_PROMPT_
In the lines below, find the one that contains "For every instance of the soccer" and write it out exactly, along with every line that follows it.

### DATASET CONTENT ###

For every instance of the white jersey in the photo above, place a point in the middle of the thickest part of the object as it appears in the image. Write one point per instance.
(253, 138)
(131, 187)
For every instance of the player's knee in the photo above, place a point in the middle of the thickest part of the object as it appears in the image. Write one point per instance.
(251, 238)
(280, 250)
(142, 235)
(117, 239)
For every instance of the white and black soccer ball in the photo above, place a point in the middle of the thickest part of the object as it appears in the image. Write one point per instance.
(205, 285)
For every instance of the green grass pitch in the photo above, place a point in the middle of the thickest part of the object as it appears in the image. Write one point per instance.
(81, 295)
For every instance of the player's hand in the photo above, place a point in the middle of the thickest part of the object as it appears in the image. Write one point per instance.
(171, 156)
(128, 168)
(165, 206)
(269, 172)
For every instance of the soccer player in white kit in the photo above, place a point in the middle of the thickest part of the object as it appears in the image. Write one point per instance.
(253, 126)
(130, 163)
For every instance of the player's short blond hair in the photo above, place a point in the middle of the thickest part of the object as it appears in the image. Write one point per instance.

###

_TASK OUTPUT_
For every instance of the soccer player in white kit in the photo above, place a point in the middle of the thickest part of the object as it appears in the image. Write one point per instance.
(253, 126)
(130, 163)
For every instance of the player's short blond hair in the photo above, place a point in the middle of the thickest part of the object as it appears in the image. Write one point per instance.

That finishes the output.